### Task details
Convert the stretch of the records from the line containing "Each instance of the woman in white" through the end of the records into a JSON list of strings, one string per line, leaving out any blank lines.

(Point-based annotation data)

<<<<

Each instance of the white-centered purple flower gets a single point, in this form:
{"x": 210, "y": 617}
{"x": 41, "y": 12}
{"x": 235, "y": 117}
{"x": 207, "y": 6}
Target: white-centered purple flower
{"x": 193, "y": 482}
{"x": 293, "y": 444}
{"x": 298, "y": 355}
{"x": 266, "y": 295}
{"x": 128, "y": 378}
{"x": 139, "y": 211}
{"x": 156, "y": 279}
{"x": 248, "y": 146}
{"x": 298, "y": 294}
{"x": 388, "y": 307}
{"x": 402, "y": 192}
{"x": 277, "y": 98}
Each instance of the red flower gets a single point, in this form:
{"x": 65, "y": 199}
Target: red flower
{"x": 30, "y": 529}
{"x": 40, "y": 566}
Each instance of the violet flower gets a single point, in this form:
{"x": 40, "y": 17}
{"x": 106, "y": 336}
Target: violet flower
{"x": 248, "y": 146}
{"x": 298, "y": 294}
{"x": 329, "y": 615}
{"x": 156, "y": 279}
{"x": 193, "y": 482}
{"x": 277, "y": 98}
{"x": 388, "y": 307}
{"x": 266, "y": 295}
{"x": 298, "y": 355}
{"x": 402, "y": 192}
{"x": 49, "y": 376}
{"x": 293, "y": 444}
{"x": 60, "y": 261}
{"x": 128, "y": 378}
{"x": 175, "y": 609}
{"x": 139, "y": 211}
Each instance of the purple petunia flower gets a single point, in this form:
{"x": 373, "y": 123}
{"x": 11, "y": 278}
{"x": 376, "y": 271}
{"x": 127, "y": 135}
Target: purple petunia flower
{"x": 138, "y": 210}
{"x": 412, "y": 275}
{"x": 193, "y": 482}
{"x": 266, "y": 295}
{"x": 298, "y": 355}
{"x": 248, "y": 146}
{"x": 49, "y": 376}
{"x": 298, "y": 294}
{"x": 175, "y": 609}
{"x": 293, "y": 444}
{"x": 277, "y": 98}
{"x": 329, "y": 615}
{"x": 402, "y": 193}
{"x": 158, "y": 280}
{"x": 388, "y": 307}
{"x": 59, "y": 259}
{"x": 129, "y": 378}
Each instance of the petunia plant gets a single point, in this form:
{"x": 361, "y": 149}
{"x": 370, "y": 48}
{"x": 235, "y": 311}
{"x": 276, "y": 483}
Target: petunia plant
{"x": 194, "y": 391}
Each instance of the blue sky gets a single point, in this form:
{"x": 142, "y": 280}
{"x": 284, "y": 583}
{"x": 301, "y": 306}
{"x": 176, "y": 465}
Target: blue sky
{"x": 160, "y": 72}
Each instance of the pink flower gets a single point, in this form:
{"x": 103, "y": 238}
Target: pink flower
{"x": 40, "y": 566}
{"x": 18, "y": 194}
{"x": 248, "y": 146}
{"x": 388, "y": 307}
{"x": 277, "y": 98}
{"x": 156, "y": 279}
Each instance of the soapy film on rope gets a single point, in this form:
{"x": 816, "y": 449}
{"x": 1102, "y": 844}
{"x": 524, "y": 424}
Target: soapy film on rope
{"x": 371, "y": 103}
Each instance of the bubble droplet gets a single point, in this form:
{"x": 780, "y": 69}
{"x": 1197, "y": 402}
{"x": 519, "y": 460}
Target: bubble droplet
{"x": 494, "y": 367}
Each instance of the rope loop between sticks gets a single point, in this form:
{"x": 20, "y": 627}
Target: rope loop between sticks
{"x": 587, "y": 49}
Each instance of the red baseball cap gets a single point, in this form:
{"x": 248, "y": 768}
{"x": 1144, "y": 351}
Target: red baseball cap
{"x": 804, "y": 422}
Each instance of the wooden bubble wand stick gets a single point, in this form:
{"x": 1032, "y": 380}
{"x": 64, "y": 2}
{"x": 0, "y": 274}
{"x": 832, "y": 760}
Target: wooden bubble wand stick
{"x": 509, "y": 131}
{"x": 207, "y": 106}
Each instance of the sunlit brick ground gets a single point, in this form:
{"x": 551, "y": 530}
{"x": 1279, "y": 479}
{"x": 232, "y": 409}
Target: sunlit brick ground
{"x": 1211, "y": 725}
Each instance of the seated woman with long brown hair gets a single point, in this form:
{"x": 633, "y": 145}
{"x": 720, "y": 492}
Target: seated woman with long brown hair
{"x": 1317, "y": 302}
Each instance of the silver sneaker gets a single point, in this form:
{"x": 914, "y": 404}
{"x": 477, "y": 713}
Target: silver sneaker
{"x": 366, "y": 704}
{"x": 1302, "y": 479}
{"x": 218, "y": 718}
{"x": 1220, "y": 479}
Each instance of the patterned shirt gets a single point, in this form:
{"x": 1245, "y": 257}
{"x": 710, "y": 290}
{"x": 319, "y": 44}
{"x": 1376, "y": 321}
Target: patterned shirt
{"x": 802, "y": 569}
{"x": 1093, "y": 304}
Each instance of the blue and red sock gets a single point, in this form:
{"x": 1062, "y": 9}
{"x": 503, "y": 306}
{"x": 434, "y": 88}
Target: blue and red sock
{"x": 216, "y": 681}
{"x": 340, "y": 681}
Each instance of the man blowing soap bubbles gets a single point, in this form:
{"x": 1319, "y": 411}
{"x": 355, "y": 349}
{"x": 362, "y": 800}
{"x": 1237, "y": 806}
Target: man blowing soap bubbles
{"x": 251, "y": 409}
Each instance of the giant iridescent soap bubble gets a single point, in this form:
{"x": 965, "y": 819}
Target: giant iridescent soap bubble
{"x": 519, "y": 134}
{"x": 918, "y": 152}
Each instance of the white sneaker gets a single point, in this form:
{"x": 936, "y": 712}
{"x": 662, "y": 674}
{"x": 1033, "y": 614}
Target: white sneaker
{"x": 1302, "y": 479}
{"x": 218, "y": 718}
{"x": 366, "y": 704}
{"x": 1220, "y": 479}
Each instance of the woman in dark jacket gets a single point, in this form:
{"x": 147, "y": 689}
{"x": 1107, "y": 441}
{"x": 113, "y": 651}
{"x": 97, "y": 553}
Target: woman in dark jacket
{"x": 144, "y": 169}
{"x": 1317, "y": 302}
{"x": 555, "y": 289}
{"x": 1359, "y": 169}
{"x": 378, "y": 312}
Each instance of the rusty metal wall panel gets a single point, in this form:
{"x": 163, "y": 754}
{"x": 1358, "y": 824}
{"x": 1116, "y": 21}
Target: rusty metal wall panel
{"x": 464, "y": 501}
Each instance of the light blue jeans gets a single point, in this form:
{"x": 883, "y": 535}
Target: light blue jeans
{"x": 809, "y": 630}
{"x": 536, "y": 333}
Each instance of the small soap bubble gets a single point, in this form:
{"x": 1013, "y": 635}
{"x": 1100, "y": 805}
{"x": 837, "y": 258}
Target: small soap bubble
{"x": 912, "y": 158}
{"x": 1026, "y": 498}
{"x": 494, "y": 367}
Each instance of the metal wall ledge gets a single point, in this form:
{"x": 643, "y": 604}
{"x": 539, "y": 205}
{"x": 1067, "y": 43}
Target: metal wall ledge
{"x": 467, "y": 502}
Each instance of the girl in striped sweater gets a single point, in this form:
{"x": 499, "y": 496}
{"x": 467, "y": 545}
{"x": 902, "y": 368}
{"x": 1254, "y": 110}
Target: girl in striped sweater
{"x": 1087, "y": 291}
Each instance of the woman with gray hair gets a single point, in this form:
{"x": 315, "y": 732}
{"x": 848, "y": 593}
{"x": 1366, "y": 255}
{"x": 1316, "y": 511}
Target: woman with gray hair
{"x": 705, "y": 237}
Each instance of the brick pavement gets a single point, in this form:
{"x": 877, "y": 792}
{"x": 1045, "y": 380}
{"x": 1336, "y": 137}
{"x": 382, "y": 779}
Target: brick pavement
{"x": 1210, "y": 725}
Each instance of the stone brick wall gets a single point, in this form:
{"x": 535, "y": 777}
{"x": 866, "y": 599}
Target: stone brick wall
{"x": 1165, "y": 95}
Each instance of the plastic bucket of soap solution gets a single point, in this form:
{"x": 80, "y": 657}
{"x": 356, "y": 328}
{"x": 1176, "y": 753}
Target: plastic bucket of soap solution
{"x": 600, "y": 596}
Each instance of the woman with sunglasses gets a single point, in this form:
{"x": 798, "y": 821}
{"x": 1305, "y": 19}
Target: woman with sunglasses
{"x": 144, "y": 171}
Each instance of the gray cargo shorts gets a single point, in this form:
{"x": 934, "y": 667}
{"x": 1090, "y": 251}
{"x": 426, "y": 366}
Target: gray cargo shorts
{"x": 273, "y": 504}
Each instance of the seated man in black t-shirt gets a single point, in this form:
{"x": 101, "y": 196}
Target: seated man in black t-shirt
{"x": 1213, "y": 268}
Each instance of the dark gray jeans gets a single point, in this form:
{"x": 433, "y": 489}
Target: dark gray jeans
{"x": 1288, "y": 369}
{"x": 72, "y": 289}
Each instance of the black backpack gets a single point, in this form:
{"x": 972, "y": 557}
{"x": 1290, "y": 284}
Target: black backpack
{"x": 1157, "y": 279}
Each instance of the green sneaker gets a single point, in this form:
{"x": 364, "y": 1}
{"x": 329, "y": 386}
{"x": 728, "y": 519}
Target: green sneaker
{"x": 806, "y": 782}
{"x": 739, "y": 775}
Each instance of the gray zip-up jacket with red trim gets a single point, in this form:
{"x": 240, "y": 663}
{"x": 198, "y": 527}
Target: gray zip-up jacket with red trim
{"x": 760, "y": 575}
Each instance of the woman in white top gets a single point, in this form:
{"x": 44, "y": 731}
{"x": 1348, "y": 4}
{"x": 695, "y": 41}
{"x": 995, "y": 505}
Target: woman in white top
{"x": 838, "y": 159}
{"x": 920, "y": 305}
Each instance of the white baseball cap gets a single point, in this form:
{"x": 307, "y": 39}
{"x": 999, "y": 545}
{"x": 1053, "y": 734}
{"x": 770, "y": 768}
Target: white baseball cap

>>>>

### Full solution
[
  "Each instance of the woman in white top gets a single point, in this form:",
  "{\"x\": 44, \"y\": 731}",
  "{\"x\": 1348, \"y\": 4}",
  "{\"x\": 695, \"y\": 41}",
  "{\"x\": 995, \"y\": 505}",
  "Target: woman in white top",
  "{\"x\": 838, \"y\": 159}",
  "{\"x\": 920, \"y\": 305}",
  "Each instance of the white baseball cap gets a single point, in this form:",
  "{\"x\": 307, \"y\": 39}",
  "{\"x\": 999, \"y\": 545}",
  "{\"x\": 1053, \"y\": 734}",
  "{\"x\": 770, \"y\": 768}",
  "Target: white baseball cap"
]